REQUIRED WORK
a) Decide whether each statement below agrees with the article. For each, answer yes or no and quote the words of the article that settle it. (i) WS-Federation accepts only SAML tokens. (ii) In most protocols, the identity provider cares which app the user is using to authenticate. (iii) OAuth 2.0 is aimed at authorizing rather than authenticating.
b) Name every protocol mentioned in the article.
c) Duplicate everything in the article from "Different authentication protocols" down to "format is essential.".

ARTICLE

The figure above shows a classic flow for nondescript sign-in protocol; the app can be a browser or a rich client app; the IP can be implemented with an STS or whatever other construct that can authenticate users and spit out tokens; and the token is represented as the usual pentagon carrying the signature of its issuer. I am not going to walk you though that flow here, you’ll find countless similar diagrams explained in details in the last 9 years of posts.

Different authentication protocols have different strictness levels on how the authentication results should be represented: the SAML protocol will only use SAML tokens, WS-Federation admits arbitrary token types (though in practice it almost always uses SAML tokens as well), but in general the idea is that the format is well-known to the resource, which can validate its source and parse it for meaningful info (e.g. user claims). This is NOT optional: the resource knows nothing about the provider apart from the protocol it uses and associated coordinates, hence agreement on the token format is essential.
Another interesting thing to note is that the application used by user or accessing the resource plays absolutely no part in the authentication flow. In most protocols the identity provider will not care about what app the user is leveraging for performing authentication, but only about the credentials (hence the identity) of the user; and the resource won’t care about that either, only validating that the token comes from the right issuer, has not be tampered with, contains the required user info, and so on. The next example is venturing a bit in the inter-reign between authentication and authorization, but I think it captures an important intuition about the general point hence I’ll go ahead anyway. Say that Judy is trying to open a Word document from a SharePoint library: her ability of doing so will depend on the permissions granted to her account and the restrictions assigned to the document, the fact that she is using IE or Firefox will play no part in the authorization decision. The same can be said for all of the rich clients using traditional authentication protocols to call web services.

Canonical OAuth 2.0 Flow

The OAuth 2.0 protocol is aimed at authorizing rather than authenticating. There’s more: its aim is to authorize applications, an artifact that was not playing an explicit role in the flow described in the earlier section.
Applications are the main actor here: the user is involved at the moment of granting his/her permission to the app to access the resource on his behalf, but after that the user might disappear from the picture and the app might keep to access the resource, unattended.
I am sure you already know the canonical story for explaining the problem that OAuth 2.0 was designed to solve:

A user keeps his/her pictures at Web application A
The user wants to use Web application B to print those pictures

OAuth 2.0 provides a way for the user to authorize the Web application B to access his/her pictures on A, without having to share his/her A credentials with B. The importance of that accomplishment cannot be overstated: with the explosion of APIs which heralded the rise of the programmable Web, the password relinquishing anti-pattern was going to be completely unsustainable. OAuth is one of the key elements that is fueling the current API wave, and that is a Good Thing.

LISTED ENTRIES
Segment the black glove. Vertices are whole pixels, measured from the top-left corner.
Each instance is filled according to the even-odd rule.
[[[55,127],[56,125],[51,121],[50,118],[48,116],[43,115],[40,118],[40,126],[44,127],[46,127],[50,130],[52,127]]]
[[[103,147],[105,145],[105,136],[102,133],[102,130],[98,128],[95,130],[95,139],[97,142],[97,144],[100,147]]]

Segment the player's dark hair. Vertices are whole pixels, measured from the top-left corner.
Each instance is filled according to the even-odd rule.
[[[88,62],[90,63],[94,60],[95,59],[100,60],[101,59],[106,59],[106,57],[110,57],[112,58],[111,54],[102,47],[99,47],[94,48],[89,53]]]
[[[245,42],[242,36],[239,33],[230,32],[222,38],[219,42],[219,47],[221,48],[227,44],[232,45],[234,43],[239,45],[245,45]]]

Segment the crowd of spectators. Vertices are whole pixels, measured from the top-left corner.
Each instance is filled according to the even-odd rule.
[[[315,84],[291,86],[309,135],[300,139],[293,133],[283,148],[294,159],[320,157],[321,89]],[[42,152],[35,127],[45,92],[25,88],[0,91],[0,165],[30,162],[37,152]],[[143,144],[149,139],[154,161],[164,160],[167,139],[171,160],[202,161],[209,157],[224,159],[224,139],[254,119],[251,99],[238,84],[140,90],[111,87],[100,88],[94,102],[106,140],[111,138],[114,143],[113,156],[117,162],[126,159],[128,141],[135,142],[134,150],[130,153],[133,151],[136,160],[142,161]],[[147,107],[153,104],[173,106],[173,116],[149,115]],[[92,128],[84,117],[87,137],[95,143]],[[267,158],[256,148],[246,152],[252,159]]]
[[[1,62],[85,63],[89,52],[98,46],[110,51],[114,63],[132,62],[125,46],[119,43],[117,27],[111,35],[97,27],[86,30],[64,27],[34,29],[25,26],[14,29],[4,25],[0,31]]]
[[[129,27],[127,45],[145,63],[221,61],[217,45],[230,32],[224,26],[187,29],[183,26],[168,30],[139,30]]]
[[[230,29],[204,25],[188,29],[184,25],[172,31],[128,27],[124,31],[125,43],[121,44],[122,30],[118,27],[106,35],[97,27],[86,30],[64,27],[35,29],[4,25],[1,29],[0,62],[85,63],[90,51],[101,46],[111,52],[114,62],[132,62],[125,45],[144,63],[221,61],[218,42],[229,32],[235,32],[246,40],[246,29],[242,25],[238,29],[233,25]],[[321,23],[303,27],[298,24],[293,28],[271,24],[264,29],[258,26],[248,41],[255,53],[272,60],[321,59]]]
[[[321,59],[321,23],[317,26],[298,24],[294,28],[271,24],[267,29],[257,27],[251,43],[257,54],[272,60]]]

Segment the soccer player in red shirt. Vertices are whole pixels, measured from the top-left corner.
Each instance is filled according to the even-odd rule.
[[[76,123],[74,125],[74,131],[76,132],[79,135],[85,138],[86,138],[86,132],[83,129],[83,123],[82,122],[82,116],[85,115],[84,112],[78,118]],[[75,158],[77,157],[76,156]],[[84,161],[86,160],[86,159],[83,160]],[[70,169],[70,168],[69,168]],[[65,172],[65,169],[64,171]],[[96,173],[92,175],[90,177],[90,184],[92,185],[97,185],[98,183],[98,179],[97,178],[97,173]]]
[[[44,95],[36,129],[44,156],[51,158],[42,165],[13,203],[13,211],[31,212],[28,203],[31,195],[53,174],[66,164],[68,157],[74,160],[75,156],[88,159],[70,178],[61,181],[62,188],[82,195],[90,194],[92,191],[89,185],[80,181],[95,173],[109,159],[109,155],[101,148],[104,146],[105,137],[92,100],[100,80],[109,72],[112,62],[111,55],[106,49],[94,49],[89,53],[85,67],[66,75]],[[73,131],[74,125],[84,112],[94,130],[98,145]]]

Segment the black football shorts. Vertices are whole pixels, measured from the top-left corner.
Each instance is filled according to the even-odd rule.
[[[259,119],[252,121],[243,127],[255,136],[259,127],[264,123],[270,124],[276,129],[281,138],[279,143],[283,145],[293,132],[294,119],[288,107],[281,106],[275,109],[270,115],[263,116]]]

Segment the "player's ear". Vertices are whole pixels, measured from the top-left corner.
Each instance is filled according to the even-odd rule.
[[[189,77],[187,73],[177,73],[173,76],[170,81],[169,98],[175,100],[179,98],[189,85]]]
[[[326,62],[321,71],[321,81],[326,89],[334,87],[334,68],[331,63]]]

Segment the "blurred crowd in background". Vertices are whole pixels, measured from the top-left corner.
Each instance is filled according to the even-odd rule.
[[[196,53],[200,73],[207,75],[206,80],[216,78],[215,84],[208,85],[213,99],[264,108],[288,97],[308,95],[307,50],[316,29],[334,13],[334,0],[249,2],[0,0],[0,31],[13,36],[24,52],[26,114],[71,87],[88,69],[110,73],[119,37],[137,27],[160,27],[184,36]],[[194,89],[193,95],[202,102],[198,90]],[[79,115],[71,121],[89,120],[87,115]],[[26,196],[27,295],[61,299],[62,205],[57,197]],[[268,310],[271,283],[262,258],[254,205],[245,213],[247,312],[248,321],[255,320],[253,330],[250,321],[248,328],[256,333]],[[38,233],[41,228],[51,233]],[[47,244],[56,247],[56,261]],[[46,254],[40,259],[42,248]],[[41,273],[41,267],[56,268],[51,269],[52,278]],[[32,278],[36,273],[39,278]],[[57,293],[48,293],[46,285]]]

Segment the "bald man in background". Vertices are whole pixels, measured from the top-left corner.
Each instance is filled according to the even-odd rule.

ANSWERS BELOW
a)
(i) No: "WS-Federation admits arbitrary token types"
(ii) No: "In most protocols the identity provider will not care about what app the user is leveraging for performing authentication"
(iii) Yes: "The OAuth 2.0 protocol is aimed at authorizing rather than authenticating."

b) SAML, WS-Federation, OAuth 2.0

c)
Different authentication protocols have different strictness levels on how the authentication results should be represented: the SAML protocol will only use SAML tokens, WS-Federation admits arbitrary token types (though in practice it almost always uses SAML tokens as well), but in general the idea is that the format is well-known to the resource, which can validate its source and parse it for meaningful info (e.g. user claims). This is NOT optional: the resource knows nothing about the provider apart from the protocol it uses and associated coordinates, hence agreement on the token format is essential.